§ **Point placement records**:
________________________

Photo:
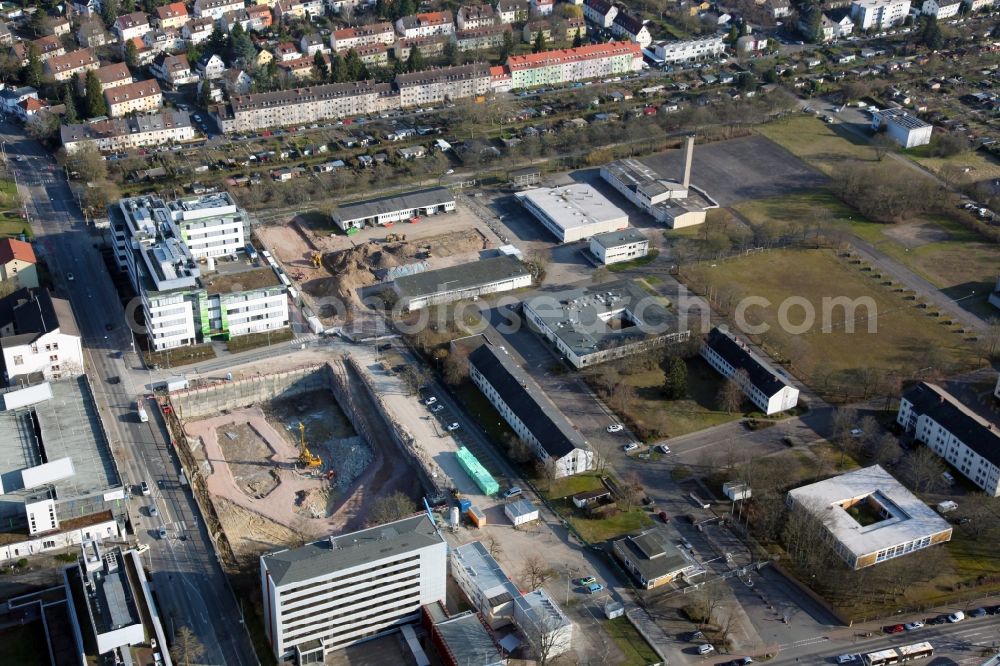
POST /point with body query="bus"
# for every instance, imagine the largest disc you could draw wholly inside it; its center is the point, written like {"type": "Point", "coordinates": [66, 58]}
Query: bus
{"type": "Point", "coordinates": [901, 655]}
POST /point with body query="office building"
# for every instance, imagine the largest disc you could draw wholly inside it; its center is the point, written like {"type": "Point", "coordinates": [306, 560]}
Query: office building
{"type": "Point", "coordinates": [529, 412]}
{"type": "Point", "coordinates": [344, 589]}
{"type": "Point", "coordinates": [591, 325]}
{"type": "Point", "coordinates": [869, 517]}
{"type": "Point", "coordinates": [766, 388]}
{"type": "Point", "coordinates": [160, 245]}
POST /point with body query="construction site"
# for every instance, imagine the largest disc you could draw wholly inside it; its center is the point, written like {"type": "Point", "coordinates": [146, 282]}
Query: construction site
{"type": "Point", "coordinates": [278, 458]}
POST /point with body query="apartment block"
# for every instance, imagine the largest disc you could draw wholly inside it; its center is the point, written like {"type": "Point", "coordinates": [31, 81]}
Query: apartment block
{"type": "Point", "coordinates": [344, 589]}
{"type": "Point", "coordinates": [161, 246]}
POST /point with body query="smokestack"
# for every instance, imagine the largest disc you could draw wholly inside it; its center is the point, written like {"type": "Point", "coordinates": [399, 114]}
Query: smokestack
{"type": "Point", "coordinates": [688, 158]}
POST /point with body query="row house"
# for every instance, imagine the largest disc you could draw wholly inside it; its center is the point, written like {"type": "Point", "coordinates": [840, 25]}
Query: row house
{"type": "Point", "coordinates": [138, 97]}
{"type": "Point", "coordinates": [350, 38]}
{"type": "Point", "coordinates": [481, 39]}
{"type": "Point", "coordinates": [65, 67]}
{"type": "Point", "coordinates": [130, 26]}
{"type": "Point", "coordinates": [434, 86]}
{"type": "Point", "coordinates": [600, 12]}
{"type": "Point", "coordinates": [476, 16]}
{"type": "Point", "coordinates": [424, 25]}
{"type": "Point", "coordinates": [214, 9]}
{"type": "Point", "coordinates": [115, 134]}
{"type": "Point", "coordinates": [513, 11]}
{"type": "Point", "coordinates": [174, 70]}
{"type": "Point", "coordinates": [198, 30]}
{"type": "Point", "coordinates": [249, 113]}
{"type": "Point", "coordinates": [173, 15]}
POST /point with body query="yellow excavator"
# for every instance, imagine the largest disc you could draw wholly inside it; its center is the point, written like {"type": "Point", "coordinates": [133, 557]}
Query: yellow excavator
{"type": "Point", "coordinates": [305, 455]}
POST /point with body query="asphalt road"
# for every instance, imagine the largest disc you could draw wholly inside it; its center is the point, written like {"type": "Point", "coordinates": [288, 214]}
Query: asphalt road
{"type": "Point", "coordinates": [190, 586]}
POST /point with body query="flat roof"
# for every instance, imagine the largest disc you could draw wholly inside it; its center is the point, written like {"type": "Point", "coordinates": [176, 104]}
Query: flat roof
{"type": "Point", "coordinates": [572, 206]}
{"type": "Point", "coordinates": [612, 239]}
{"type": "Point", "coordinates": [909, 518]}
{"type": "Point", "coordinates": [70, 428]}
{"type": "Point", "coordinates": [360, 210]}
{"type": "Point", "coordinates": [462, 276]}
{"type": "Point", "coordinates": [346, 551]}
{"type": "Point", "coordinates": [583, 318]}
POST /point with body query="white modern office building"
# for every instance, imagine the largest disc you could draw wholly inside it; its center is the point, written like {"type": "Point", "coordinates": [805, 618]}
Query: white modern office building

________________________

§ **WHAT THE TASK REQUIRES**: Please locate each line in the records that contains the string "apartment" and copy those lines out. Case counts.

§ **RESULT OF THE EXERCISE**:
POST /point with body query="apartment block"
Query: apartment block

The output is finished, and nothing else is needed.